Полностью устранить подобные различия Посмитный, естественно, был не в силах, но сделал он для этого за свою жизнь очень много. Уголь, дрова, оконное стекло, гвозди, даже банки с крышками для консервирования — практически за всем, что нужно в крестьянском быту и что подчас самостоятельно достать человеку трудно и накладно, колхозники с первых лет привыкли обращаться в правление, к Макару.
Если иметь в виду те материальные и организационно-воспитательные результаты деятельности Посмитного, которые можно легко обнаружить в хозяйстве сейчас, то надо сказать, что главное он сделал в послевоенные годы: сороковые, пятидесятые и шестидесятые. Но как председатель он сформировался уже до войны. Вернее было бы выразиться по-другому: к концу тридцатых годов Посмитный уже сформировал такое коллективное хозяйство, которое даже сейчас, с точки зрения семидесятых годов, мы вправе называть современным. Он придал ему черты, которые в наши дни разумеются сами собой, считаются обычными, типичными признаками всякого хорошего колхоза. Требуется уже усилие памяти и определенные знания, чтобы понять: эти черты, эти качества существовали не всегда, за каждой из них и за каждым из них стоял свой первооткрыватель.
Причем речь идет не о первооткрывателях-теоретиках, не о людях, которые путем размышления над природ и колхоза вывели необходимые признаки полноценной жизни этого сложнейшего и интереснейшего общественного организма, но о людях, которые действовали практически, на деле утверждали новые явления, часто даже и не отдавая себе в том отчета.
Деятельность колхоза оценивалась и оценивается главным образом по тому, как он выполняет свои обязанности перед государством, то есть планы продажи продуктов. Соответственно с этим своим основным интересом оно, государство, воздействовало и воздействует на проводимую колхозом политику капитальных вложений, организацию производства, систему материальной заинтересованности и так далее. Это необходимо и естественно.
Но если хозяйство, его руководитель в частности (а то и не в частности, а прежде всего), будет жить только мыслью и заботой о том, чтобы исправно выполнять свои обязанности перед государством, хорошего, пригодного для нормальной жизни людей колхоза не получится. Существует много вещей, делать которые государство или не обязывает совсем, или обязывает не так строго, как продавать хлеб, но делать которые очень важно, — более того, от которых в конечном счете зависит количество и качество производимой колхозом продукции.
Сейчас это прописная истина, но кто-то по ней должен был начать жить первым, и среди первых был Макар Анисимович Посмитный, его колхоз.
※ ※ ※
## ЗАДАНИЯ
[a] Перепишите без изменений часть отрывка о председателе Посмитном: от фрагмента, где есть слова «Полностью устранить подобные», до слов «правление, к Макару.».
[b] Соберите все строки, в которых встречается слово «every». Регистр букв учитывается.

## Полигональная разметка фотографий
※ ※ ※
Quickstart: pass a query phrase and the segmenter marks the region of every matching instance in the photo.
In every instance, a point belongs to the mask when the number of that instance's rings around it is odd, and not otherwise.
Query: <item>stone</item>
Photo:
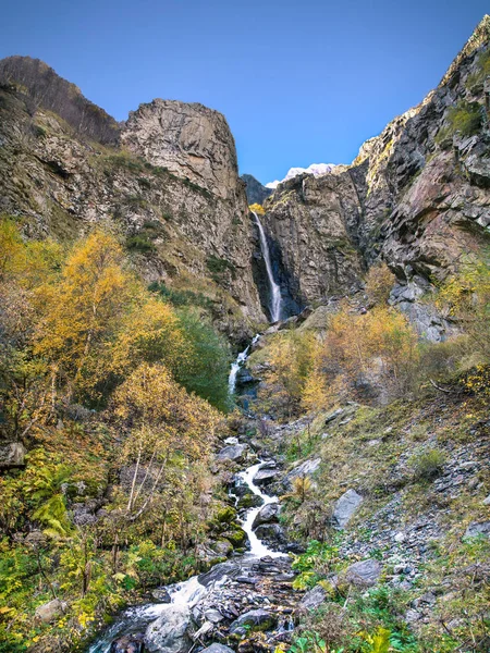
[[[301,465],[296,465],[293,469],[291,469],[282,480],[282,485],[286,490],[291,490],[293,486],[294,479],[302,479],[306,477],[311,477],[320,467],[321,458],[309,458],[305,460]]]
[[[250,630],[271,630],[278,623],[278,617],[265,609],[250,609],[241,615],[230,626],[230,632],[236,632],[238,628],[250,628]]]
[[[261,523],[255,529],[255,534],[259,540],[271,545],[286,543],[284,529],[279,523]]]
[[[188,634],[191,611],[187,605],[170,604],[145,632],[149,653],[187,653],[192,646]]]
[[[0,443],[0,469],[24,467],[26,453],[22,442]]]
[[[206,646],[206,649],[203,649],[200,653],[234,653],[234,651],[224,644],[215,643],[210,646]]]
[[[279,503],[266,504],[257,513],[257,516],[254,519],[252,528],[255,530],[261,523],[271,523],[272,521],[277,522],[279,520],[280,513],[281,513],[281,506]]]
[[[142,634],[124,634],[111,643],[109,653],[143,653],[144,636]]]
[[[352,582],[352,584],[371,587],[377,583],[378,578],[381,576],[381,563],[370,558],[368,560],[354,563],[354,565],[347,567],[345,578]]]
[[[269,483],[272,483],[279,476],[281,476],[279,469],[269,469],[266,467],[257,471],[254,477],[254,483],[256,485],[269,485]]]
[[[321,586],[316,586],[313,590],[306,592],[299,601],[298,608],[302,611],[310,611],[319,607],[327,600],[327,590]]]
[[[66,604],[62,603],[59,599],[53,599],[36,607],[34,613],[35,620],[41,621],[42,624],[52,624],[65,612]]]
[[[490,521],[473,521],[466,529],[465,538],[477,538],[479,535],[490,538]]]
[[[345,528],[362,503],[363,497],[355,490],[344,492],[333,508],[333,525],[340,529]]]
[[[216,457],[218,460],[233,460],[233,463],[238,463],[244,459],[246,451],[246,444],[230,444],[219,451]]]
※ ※ ※
## ОЖИДАЕМЫЕ ОТВЕТЫ
[a]
Полностью устранить подобные различия Посмитный, естественно, был не в силах, но сделал он для этого за свою жизнь очень много. Уголь, дрова, оконное стекло, гвозди, даже банки с крышками для консервирования — практически за всем, что нужно в крестьянском быту и что подчас самостоятельно достать человеку трудно и накладно, колхозники с первых лет привыкли обращаться в правление, к Макару.

[b]
Quickstart: pass a query phrase and the segmenter marks the region of every matching instance in the photo.
In every instance, a point belongs to the mask when the number of that instance's rings around it is odd, and not otherwise.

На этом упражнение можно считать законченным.